BEIRUT: Lebanon’s parliament passed Thursday a new batch of tax measures but failed to enact a public wage hike that the sweeping majority of lawmakers had claimed was the reason behind the need to introduce new taxes in the first place.
Deputy Parliament speaker Farid Makari, who chaired the general assembly meeting, blamed the failure to ratify the public wage on the Kataeb party, accusing the party’s leader, MP Sami Gemayel, of obstructing the ratification of the wage hike.
Gemayel has staunchly opposed an increase in taxes that hit low and middle-income households, calling on the government to instead fight corruption.
On Thursday, Parliament raised taxes on imported spirits, wines and beer to a minimum of 25 percent of the product price and introduced an additional LL250 on the prices of cigarette and tobacco packs in addition to LL500 on cigar boxes.
The taxes, which target the hospitality sector, drew harsh criticism from businesses that are suffering from an economic slowdown and a decline in tourism spending since 2011.
Lawmakers had on Wednesday also raised the value-added tax from 10 percent to 11 percent and introduced a L.L. 6,000 tax on the production of each ton of cement.
Public and political reaction was immediate to the new taxes, including a quickly forming street protest.
A spectrum of demonstrators flocked to Riad al-Solh Square waving flags calling to “Challenge Injustice,” along with many Lebanese flags hosted among the hundreds of gathering protest.
Groups represented included the League of Technical School Teachers, civil-society group, We Want Accountability, and supporters of the National Liberal Party and the Kataeb Party.
During a Thursday afternoon press conference, Gemayel blasted the tax increases, saying, “Kataeb is worried over the situation we’re going through and we’re concerned about the country and its stability.”
“There is negligence and carelessness regarding the state budget. The extension (of parliament’s term) and the failure to pass an electoral law have become trivial things for them and once again Lebanon is appearing as a state that does not respect law,” the Kataeb’s leader said, noting, “The Lebanese people is a small detail for the ruling class and the Cabinet that has been convening for two months now does not regard the electoral law as one of its priorities.”
Negative reaction also flooded social media.
On twitter, Saifedean Ammous posted “Now that we have a government here in Lebanon, 1st thing they do is raise taxes to raise government employee salaries.”
Jameel Karaki twitted, “Only in Lebanon, you get no services for your Taxes, u pay taxes for a demolished house!”
Corinne BA, posted, “How do you explain the absence of Taxes on luxury items like yachts, cigars…”

Task goal ▸ Reproduce the passage of the article on Lebanon's new taxes between "Groups represented included" and "flooded social media.", inclusive, without changing a word.

Dataset records ▸
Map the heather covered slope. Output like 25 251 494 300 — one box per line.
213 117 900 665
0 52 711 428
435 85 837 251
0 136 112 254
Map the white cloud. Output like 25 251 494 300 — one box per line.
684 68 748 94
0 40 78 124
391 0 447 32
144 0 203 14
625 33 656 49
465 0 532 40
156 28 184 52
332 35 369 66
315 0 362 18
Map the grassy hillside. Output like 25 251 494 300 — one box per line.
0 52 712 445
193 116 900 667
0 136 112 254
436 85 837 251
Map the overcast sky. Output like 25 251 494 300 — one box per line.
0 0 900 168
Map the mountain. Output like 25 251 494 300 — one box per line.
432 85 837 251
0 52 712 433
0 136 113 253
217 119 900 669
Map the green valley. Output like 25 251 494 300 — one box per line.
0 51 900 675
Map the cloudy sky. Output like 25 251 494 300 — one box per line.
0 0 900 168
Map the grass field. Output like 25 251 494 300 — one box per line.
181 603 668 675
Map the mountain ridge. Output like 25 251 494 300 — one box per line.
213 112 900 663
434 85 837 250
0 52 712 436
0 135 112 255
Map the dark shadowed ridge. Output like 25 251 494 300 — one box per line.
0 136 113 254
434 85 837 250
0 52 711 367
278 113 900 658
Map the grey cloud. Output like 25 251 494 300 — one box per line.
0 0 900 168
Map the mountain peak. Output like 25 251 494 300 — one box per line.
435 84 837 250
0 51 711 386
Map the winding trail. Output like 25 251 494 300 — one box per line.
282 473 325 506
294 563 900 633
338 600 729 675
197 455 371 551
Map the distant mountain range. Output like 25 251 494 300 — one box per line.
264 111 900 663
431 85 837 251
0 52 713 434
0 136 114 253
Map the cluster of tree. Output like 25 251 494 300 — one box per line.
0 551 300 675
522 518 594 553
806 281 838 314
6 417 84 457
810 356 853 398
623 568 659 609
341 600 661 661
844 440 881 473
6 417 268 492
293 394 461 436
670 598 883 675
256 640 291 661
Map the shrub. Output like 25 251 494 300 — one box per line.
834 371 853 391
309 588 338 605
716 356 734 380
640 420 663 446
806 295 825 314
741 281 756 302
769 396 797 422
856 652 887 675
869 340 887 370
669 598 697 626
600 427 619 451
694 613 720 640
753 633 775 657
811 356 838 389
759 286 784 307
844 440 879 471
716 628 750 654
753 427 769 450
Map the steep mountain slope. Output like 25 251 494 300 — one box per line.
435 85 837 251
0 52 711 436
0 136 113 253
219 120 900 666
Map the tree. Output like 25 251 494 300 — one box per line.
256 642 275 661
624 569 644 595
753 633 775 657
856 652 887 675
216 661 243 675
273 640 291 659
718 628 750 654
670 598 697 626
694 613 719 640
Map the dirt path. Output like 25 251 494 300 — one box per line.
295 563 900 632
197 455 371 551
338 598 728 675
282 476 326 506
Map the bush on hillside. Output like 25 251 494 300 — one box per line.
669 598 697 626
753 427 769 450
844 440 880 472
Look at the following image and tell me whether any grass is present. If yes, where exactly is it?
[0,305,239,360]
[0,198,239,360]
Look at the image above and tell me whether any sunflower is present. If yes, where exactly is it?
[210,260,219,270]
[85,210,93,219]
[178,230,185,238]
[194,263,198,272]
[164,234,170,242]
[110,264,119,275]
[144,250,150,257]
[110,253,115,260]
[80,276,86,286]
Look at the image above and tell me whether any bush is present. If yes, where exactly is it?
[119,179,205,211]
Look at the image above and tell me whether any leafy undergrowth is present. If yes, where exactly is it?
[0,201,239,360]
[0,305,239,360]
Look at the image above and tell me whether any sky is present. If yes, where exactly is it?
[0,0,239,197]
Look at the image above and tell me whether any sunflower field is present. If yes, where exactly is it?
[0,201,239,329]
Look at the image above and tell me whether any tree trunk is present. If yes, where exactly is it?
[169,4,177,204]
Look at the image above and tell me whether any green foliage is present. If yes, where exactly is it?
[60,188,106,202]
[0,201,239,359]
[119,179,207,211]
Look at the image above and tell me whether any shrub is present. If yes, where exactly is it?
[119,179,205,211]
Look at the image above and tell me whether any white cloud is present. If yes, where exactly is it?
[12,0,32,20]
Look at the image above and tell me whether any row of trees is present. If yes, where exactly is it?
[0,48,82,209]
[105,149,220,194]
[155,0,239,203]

Task output ▸
Groups represented included the League of Technical School Teachers, civil-society group, We Want Accountability, and supporters of the National Liberal Party and the Kataeb Party.
During a Thursday afternoon press conference, Gemayel blasted the tax increases, saying, “Kataeb is worried over the situation we’re going through and we’re concerned about the country and its stability.”
“There is negligence and carelessness regarding the state budget. The extension (of parliament’s term) and the failure to pass an electoral law have become trivial things for them and once again Lebanon is appearing as a state that does not respect law,” the Kataeb’s leader said, noting, “The Lebanese people is a small detail for the ruling class and the Cabinet that has been convening for two months now does not regard the electoral law as one of its priorities.”
Negative reaction also flooded social media.